ACTION ITEM
Would you return the data exactly as given, except for its pictures?

(TASK DATA begins)

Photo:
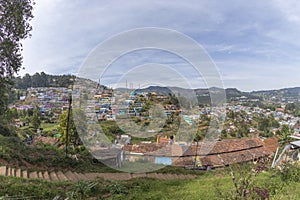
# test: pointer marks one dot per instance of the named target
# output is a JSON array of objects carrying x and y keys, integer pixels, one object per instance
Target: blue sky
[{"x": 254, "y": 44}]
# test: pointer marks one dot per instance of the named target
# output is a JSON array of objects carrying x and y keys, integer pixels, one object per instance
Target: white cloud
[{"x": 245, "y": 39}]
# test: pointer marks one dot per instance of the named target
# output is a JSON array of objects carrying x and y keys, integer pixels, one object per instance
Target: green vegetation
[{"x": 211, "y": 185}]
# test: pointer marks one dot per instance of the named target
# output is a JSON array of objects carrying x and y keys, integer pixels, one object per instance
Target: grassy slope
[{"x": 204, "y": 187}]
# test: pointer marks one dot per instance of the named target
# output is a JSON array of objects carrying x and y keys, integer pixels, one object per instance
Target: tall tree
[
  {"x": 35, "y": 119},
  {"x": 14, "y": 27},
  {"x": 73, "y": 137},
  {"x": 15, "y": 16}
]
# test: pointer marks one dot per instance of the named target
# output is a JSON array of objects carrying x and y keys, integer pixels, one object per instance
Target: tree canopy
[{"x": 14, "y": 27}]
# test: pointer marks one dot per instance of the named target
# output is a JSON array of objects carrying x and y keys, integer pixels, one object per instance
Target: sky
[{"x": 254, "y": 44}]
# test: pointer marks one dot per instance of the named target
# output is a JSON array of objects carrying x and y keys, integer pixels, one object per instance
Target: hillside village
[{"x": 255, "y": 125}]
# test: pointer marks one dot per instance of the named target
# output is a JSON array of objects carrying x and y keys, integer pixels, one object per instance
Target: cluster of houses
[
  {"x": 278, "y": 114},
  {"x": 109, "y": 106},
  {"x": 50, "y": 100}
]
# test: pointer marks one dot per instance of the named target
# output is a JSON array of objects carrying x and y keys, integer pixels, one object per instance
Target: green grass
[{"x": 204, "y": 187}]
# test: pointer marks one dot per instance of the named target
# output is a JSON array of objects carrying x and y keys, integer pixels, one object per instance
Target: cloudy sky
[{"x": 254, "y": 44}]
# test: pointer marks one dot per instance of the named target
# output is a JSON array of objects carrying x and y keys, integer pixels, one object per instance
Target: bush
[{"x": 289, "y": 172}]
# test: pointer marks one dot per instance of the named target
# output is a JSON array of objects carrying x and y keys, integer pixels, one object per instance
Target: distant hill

(TASK DATA ends)

WRITTEN RESPONSE
Photo:
# test: pointer marks one dot per instance of the named target
# output is a JSON array of objects carrying x and y keys, integer pixels, one object per instance
Target: blue sky
[{"x": 254, "y": 44}]
# test: pointer marks one dot per instance of the named target
# output is a JSON array of objects carrying x and y keys, integer pixels, one object per instance
Target: white cloud
[{"x": 245, "y": 39}]
# test: pointer marks one dot per instance of the named target
# output is a JSON array of objects carrying x and y keys, integer pixels, one object per instance
Target: green vegetation
[{"x": 211, "y": 185}]
# test: pointer marks one dot per instance of the named target
# output is a JSON array of objects carrying x and y keys, integer pixels, one object per instance
Target: grassy slope
[{"x": 204, "y": 187}]
# test: pointer marks one dot per instance of the named target
# output is a JSON array of objects carrying x and y keys, integer pixels, one object per instance
Target: tall tree
[
  {"x": 35, "y": 119},
  {"x": 14, "y": 27},
  {"x": 73, "y": 137},
  {"x": 15, "y": 16}
]
# test: pointer marks one dot per instance of the named target
# output is a JSON array of objects carrying x and y keys, integer pixels, one object per instance
Target: tree canopy
[{"x": 14, "y": 27}]
# test: pointer marks one dot per instance of the named target
# output is a JSON array of objects carrying x and y keys, integer pixels, one object per instance
Target: sky
[{"x": 254, "y": 44}]
# test: pointer marks one dot per instance of the named target
# output is a JSON array of objects carrying x and y keys, integer pixels, one object per instance
Target: hillside village
[{"x": 255, "y": 125}]
# test: pointer marks one dot per instance of the named target
# output is a JSON array of objects carrying x and y keys, integer pixels, one object per instance
Target: cluster of houses
[
  {"x": 278, "y": 114},
  {"x": 109, "y": 106},
  {"x": 50, "y": 100}
]
# test: pointer marks one dot per instance of the named target
# output is a JSON array of objects carrying x and y keys, integer pixels, one object per instance
Target: green grass
[{"x": 204, "y": 187}]
# test: pointer marks one dot per instance of the named target
# output is a JSON array of objects carrying x and y keys, integer pixels, one object per instance
Target: cloudy sky
[{"x": 254, "y": 44}]
# test: pointer marks one dot per instance of the named target
# output is a JSON array of objects carrying x and y keys, integer pixels, one object per instance
Target: bush
[{"x": 289, "y": 172}]
# test: pointer marks one dot per instance of the named target
# output is a JSON array of objects carrying x and y keys, integer pixels, one object per instance
Target: distant hill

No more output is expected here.